## Text segment
Who's in Charge Here? Coping with loss of control

Emotion / Emotion : Eleanor Haley


Grief isn’t an emotional experience, it’s an entire paradigm shift.  When something bad happens that's beyond a person’s control, like the death of a loved one, they often reevaluate their entire understanding of the world and their role within it.  If the world is erratic and unpredictable, then what does that mean about one's ability to control what happens to them and to their loved ones?

Your loved one’s death undoubtedly challenged your assumptions about life and forced you to face realities that you had previously been more than happy to ignore.  How you made sense of what happened and how you ultimately cope with life’s inherent risk and randomness depends on a number of different factors. As always, grief responses exist on a continuum.

Some people will evaluate their situation and say to themselves – “I hate feeling like I don’t have control” - or - “I hate feeling like I could lose control” - or - “This happened because I didn’t try hard enough to control” - so - “...let me try really hard to control things from here on out.”  

When a person feels truly helpless and vulnerable for the first time, they may think to themselves – "Nope...never letting this happen again." So they attempt to control their emotions, their environment, and the safety and health of their family and friends. But here's the problem - there are things that are out of your control. It's impossible to prevent any and all future negative experiences and trying to do so is an all-consuming full-time job.

## Data for review
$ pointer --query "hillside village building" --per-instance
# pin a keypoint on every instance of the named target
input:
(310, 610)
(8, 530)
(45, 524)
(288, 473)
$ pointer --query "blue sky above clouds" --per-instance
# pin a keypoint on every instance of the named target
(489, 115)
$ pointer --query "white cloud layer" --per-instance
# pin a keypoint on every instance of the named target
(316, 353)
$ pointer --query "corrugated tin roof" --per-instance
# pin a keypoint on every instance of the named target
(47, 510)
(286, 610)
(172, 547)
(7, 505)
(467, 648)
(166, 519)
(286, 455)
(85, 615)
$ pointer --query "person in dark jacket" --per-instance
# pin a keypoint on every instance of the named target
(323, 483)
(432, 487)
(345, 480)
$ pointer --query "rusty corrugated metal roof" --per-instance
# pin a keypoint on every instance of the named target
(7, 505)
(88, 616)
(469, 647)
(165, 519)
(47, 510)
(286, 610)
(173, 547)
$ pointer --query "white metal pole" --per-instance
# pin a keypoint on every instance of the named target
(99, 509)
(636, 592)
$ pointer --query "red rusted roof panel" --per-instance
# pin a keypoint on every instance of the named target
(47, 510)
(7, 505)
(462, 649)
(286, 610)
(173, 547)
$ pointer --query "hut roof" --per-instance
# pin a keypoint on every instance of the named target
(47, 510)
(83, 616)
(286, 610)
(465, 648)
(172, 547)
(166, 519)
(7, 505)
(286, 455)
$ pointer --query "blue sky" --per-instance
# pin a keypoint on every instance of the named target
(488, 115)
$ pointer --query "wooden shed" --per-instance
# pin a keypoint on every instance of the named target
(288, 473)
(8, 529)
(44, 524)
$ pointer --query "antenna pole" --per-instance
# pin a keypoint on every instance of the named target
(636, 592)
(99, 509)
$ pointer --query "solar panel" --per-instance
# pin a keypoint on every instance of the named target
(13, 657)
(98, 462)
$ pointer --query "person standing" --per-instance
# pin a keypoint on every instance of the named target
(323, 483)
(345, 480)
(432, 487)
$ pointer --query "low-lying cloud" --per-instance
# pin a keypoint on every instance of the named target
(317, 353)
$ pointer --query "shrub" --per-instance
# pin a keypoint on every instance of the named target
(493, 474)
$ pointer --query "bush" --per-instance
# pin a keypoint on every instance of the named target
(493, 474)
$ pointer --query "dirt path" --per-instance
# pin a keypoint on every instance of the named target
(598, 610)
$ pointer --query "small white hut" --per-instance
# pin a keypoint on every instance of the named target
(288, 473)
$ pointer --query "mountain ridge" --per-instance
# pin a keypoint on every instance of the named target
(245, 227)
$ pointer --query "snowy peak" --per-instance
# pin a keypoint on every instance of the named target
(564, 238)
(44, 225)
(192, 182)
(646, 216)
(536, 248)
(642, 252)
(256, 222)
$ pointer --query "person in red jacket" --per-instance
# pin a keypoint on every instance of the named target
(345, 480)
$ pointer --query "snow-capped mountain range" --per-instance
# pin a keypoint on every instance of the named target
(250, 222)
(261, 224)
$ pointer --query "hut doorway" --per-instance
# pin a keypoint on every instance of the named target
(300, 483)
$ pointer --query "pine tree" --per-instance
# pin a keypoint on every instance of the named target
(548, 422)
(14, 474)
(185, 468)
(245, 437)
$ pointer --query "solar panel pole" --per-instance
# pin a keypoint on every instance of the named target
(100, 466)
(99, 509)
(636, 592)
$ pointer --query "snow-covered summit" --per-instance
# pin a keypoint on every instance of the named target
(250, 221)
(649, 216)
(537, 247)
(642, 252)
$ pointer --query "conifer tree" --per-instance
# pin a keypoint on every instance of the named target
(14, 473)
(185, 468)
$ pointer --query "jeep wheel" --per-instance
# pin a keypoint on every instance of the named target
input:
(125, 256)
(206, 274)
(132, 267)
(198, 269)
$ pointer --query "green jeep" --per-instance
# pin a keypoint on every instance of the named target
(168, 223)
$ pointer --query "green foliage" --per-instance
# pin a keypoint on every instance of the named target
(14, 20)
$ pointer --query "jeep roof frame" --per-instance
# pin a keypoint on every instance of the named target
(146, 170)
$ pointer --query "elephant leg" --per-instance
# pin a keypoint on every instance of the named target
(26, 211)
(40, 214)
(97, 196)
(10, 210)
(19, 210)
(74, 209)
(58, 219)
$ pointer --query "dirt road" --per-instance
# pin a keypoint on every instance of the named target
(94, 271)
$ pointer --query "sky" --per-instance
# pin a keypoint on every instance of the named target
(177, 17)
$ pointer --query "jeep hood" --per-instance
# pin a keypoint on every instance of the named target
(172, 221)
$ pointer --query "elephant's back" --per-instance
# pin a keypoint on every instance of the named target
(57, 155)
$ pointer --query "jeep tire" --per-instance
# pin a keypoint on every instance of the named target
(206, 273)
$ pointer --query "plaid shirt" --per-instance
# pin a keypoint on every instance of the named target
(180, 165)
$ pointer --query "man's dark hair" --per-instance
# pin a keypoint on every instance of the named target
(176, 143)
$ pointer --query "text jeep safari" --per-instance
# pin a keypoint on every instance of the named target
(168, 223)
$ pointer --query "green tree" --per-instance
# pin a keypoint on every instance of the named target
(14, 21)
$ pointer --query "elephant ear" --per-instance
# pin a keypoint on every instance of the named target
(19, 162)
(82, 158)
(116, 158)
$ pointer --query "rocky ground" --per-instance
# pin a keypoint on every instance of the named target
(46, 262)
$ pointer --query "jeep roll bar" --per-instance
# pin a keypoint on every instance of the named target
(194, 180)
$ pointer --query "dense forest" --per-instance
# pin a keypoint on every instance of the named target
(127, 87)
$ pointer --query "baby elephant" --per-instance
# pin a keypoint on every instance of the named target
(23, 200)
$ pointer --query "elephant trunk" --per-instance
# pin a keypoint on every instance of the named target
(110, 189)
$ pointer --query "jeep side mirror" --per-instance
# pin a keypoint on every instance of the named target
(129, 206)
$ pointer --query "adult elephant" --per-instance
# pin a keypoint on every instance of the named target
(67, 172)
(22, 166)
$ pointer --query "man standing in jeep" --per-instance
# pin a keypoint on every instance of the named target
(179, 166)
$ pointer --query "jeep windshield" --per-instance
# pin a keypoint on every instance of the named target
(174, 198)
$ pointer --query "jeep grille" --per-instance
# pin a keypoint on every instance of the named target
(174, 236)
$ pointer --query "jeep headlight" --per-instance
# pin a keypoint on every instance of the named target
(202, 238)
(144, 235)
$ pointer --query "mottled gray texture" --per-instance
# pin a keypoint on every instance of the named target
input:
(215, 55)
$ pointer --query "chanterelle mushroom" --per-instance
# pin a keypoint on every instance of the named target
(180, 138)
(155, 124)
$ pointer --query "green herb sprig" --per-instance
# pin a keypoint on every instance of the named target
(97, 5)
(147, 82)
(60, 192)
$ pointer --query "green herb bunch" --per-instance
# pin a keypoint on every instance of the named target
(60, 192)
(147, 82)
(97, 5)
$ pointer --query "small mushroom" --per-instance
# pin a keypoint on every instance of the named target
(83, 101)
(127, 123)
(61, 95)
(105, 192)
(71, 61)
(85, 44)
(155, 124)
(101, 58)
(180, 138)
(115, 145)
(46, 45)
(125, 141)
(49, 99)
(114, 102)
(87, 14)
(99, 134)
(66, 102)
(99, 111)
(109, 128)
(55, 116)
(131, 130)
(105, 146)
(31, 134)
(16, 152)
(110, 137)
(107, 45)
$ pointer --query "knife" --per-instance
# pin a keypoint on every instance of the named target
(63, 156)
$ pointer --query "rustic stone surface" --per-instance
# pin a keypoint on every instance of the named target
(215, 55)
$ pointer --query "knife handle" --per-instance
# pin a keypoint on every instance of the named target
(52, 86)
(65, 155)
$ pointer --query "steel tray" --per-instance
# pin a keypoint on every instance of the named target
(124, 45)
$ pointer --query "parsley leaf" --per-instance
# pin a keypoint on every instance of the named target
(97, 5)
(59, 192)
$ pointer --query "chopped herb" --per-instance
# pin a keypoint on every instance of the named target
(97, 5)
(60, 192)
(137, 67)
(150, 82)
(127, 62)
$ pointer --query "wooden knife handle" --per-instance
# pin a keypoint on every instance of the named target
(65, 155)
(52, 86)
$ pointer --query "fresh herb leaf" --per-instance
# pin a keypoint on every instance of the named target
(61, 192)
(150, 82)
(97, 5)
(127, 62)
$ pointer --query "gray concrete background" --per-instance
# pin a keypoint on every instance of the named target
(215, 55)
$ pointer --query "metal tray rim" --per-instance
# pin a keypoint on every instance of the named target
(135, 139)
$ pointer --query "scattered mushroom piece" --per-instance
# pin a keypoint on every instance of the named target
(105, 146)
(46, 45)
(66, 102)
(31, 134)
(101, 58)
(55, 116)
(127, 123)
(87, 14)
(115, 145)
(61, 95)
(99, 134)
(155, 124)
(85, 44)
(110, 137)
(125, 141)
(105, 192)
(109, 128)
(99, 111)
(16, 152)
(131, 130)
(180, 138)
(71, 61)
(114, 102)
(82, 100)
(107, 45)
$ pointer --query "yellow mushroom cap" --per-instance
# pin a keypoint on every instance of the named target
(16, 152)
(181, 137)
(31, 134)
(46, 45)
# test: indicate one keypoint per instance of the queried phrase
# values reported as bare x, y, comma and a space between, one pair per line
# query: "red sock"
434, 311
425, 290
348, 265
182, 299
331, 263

## What this exercise asks
**1)** According to the article on grief and loss of control, on what do grief responses exist?
**2)** Resume the article on grief and loss of control from its last sentence.
The listing plays no part in this exercise.

## Answers per task
**1)** A continuum.

**2)**
On the other end of the spectrum, some people may come to the conclusion that they have no ability to exert influence on their environment, to control the things that happen to them, or to manage their intense grief emotions. There is a psychological concept called "learned helplessness" that occurs when a person passively gives up because they've learned from their experiences that bad things happen regardless of their actions. Someone who has developed learned helplessness may stop trying to escape their pain, stop looking for solutions, and/or give up on efforts to cope with or improve their overall situation. This end of the spectrum is not good either.

So if you can't control the world and other people and you can't just give up, then what do you do? I would suggest the best thing you can do is claw your way towards the middle of the continuum by (1) identifying the things you can't control and then (2) focusing on the things that you can.

One thing you can generally control is yourself, even though grief has a tricky way of making you feel like you can't. You may have to work harder than you're used to impact your thoughts, attitudes, and behaviors, but you can. Even if it's only incrementally over time and even if you have to seek outside help to do so.

For starters, here are a few things that may be within your control.

Your efforts to control:

If you're someone who feels as though you need to control everything and everyone, you can work on letting go of this tendency. This may not come easy and if you find that you cannot tolerate uncertainty, risk, and unpredictability so much so that it is causing you intense anxiety, you may want to seek the assistance of a mental-health counselor in identifying ways to cope.

The types of coping you choose:

From a psychological perspective "coping" is defined as,

"Active efforts to master, reduce, or tolerate the demands created by stress." (Weiten, 2014)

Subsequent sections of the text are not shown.